## SHORT EXERCISE
Quote all of the records below word for word, leaving out the pictures.

## DATA EXCERPTS

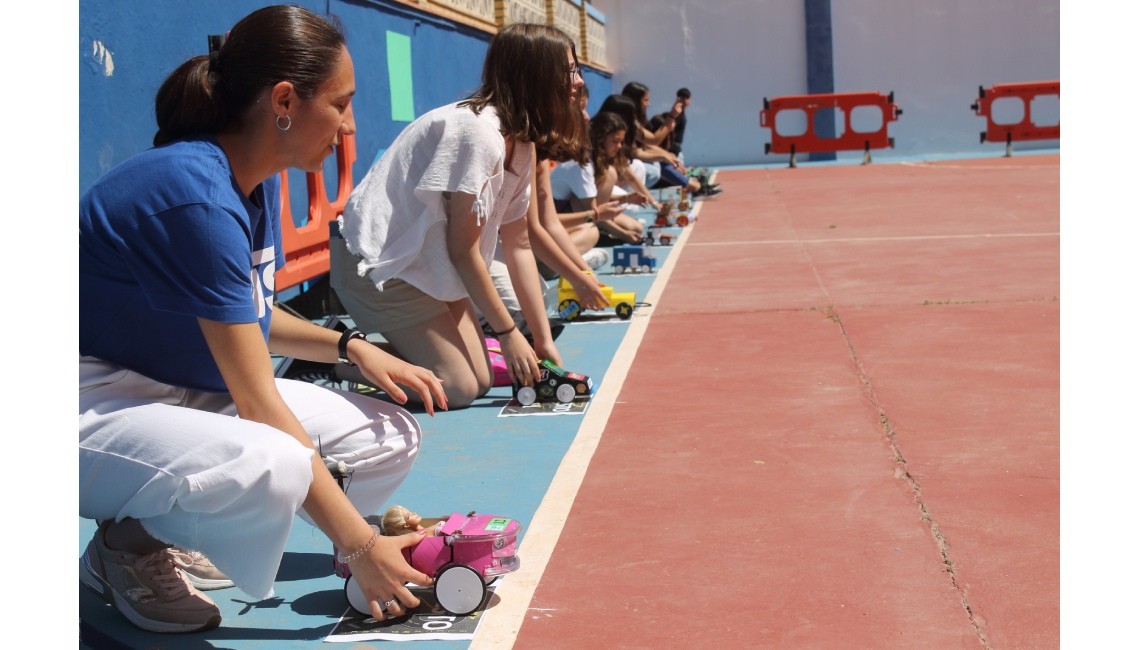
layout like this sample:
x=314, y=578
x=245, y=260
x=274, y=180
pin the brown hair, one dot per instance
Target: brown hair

## TASK ANSWER
layout like this sample:
x=314, y=578
x=245, y=260
x=274, y=180
pin the brown hair, one dot per instance
Target: brown hair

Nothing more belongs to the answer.